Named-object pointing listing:
****************************************

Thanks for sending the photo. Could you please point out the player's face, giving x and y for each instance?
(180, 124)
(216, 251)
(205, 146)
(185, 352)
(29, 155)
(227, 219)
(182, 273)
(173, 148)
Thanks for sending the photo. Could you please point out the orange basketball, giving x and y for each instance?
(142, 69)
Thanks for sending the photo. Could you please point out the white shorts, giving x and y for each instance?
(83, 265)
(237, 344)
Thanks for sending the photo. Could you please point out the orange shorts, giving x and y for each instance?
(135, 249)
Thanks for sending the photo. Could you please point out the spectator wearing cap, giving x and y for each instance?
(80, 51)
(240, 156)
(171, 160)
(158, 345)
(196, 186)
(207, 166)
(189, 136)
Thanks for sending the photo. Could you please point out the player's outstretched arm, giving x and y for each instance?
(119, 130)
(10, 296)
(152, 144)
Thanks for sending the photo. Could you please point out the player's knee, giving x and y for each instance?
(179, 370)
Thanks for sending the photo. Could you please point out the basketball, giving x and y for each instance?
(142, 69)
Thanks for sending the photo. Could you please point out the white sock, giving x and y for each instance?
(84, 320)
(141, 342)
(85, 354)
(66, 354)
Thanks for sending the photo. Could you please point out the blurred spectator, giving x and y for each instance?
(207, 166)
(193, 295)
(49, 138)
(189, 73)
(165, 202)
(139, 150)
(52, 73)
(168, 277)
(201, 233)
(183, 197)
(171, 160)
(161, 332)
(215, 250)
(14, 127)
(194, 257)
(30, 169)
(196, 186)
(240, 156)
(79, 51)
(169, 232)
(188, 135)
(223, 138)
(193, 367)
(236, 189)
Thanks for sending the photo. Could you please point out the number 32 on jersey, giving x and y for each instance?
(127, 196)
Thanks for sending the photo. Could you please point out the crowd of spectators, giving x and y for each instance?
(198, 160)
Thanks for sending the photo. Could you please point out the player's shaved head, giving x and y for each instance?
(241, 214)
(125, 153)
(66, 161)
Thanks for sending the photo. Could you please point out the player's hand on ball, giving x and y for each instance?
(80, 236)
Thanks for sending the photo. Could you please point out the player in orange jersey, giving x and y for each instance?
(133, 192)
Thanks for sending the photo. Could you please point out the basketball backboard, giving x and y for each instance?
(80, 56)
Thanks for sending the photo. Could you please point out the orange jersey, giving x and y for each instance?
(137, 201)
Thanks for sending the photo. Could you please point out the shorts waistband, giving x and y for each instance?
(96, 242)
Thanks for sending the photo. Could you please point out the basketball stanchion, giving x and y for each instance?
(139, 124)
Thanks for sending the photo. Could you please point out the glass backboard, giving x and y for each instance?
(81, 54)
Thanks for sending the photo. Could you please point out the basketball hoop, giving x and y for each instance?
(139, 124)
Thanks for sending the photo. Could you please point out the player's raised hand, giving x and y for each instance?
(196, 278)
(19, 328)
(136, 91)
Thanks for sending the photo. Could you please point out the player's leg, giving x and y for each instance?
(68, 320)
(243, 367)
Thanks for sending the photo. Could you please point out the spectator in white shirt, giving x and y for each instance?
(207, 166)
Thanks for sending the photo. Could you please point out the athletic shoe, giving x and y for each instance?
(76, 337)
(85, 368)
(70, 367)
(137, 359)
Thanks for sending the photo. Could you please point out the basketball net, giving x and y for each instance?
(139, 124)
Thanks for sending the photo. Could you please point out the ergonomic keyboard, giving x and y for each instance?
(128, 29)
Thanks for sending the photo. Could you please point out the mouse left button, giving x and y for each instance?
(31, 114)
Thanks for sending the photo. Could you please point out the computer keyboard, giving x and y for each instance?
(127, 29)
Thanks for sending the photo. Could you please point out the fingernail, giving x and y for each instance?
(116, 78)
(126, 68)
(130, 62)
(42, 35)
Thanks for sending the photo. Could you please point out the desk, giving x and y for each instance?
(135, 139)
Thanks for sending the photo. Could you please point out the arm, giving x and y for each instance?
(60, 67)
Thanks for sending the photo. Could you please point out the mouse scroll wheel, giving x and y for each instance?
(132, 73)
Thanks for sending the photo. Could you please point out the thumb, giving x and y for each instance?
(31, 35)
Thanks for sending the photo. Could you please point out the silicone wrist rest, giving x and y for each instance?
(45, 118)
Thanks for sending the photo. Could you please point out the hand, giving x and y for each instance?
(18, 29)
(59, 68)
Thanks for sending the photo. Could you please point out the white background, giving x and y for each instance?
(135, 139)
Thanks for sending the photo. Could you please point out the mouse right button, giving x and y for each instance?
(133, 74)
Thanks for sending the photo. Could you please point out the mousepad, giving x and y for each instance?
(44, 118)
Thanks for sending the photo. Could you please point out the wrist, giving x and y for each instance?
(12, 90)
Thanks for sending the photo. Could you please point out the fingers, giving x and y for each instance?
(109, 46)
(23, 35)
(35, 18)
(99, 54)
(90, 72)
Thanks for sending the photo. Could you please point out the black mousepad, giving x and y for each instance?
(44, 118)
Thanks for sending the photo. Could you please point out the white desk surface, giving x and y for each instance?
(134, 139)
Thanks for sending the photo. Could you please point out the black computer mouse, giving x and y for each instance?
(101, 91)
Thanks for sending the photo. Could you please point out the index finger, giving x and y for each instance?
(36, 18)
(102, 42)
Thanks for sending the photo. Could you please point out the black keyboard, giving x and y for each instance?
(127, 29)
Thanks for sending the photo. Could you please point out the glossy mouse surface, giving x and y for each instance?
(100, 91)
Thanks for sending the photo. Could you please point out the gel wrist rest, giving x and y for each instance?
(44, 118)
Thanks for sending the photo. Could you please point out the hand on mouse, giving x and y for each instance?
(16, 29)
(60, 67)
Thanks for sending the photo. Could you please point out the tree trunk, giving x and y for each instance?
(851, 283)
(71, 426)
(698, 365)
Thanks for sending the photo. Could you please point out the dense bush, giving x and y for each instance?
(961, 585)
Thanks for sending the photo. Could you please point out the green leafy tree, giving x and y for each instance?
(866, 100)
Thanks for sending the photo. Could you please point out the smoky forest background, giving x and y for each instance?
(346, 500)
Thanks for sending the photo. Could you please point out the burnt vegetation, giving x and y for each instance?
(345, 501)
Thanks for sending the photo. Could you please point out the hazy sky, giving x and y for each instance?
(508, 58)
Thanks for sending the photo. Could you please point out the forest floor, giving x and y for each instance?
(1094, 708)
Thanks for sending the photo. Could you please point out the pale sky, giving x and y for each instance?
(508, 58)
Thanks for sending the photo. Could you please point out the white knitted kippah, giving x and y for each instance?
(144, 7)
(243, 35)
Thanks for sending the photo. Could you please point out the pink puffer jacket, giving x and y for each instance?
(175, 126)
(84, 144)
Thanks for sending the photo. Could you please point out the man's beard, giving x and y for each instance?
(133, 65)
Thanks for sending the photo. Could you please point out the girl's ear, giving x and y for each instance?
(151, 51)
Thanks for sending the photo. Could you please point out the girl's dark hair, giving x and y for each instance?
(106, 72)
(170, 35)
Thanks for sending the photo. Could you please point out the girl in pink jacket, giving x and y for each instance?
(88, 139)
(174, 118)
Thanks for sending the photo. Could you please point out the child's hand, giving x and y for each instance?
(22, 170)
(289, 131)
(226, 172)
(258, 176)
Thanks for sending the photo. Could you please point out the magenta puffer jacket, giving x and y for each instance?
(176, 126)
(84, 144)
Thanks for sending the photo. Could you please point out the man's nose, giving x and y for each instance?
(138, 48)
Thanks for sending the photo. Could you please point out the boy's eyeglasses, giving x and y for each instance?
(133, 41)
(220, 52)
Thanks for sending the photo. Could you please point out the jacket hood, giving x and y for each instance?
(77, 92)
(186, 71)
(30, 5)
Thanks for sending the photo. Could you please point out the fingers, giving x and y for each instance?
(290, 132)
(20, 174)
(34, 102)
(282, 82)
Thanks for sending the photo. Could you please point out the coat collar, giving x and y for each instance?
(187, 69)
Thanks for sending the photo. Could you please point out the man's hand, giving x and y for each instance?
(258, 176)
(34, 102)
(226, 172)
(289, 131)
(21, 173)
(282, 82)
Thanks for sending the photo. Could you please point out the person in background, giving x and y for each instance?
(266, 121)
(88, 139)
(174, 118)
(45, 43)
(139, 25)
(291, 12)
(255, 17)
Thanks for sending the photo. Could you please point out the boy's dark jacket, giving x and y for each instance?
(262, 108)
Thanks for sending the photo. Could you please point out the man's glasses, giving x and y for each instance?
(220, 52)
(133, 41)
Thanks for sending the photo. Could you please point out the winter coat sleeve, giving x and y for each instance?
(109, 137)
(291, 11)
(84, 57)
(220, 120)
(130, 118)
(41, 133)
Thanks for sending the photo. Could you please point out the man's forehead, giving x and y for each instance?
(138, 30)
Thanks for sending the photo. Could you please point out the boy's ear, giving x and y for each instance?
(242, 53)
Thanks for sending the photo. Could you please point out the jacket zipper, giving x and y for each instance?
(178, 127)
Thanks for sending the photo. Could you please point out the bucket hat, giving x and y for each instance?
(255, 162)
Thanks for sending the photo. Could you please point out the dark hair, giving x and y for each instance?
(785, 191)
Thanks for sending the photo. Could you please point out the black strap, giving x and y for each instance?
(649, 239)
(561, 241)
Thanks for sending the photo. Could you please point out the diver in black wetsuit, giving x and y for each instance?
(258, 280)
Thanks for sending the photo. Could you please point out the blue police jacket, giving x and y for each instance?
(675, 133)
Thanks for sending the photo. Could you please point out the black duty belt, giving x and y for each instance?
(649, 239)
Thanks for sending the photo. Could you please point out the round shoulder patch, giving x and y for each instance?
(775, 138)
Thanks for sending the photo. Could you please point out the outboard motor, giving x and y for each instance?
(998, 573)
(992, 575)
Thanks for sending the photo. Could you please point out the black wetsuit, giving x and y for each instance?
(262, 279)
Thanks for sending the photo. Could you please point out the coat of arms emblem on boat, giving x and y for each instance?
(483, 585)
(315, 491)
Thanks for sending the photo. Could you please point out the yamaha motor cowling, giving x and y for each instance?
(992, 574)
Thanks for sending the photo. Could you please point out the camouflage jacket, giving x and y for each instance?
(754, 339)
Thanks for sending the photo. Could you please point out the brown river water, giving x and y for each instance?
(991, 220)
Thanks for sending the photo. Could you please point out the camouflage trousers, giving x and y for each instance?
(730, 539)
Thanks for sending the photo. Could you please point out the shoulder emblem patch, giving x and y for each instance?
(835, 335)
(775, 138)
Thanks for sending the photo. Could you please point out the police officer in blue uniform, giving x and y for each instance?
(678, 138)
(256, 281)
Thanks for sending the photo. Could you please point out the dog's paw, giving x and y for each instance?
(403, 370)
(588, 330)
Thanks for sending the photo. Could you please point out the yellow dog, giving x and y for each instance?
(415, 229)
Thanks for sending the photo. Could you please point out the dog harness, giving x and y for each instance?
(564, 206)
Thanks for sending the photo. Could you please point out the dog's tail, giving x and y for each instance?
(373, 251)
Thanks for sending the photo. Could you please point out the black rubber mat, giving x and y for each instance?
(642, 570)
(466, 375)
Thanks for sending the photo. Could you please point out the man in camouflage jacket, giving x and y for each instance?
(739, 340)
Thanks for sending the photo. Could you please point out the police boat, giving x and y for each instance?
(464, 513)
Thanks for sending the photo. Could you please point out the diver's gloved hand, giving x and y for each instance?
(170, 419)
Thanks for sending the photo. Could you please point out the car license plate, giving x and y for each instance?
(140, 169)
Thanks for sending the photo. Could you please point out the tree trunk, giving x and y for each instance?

****************************************

• **Task to carry out**: Starting at the line that contains "plate, giving x and y for each instance?" and continuing to the end of the listing, reproduce those lines with "tree trunk" changed to "fallen log" and nothing else altered.

• **Result for this task**:
Thanks for sending the photo. Could you please point out the car license plate, giving x and y for each instance?
(140, 169)
Thanks for sending the photo. Could you please point out the fallen log, giving x and y for each instance?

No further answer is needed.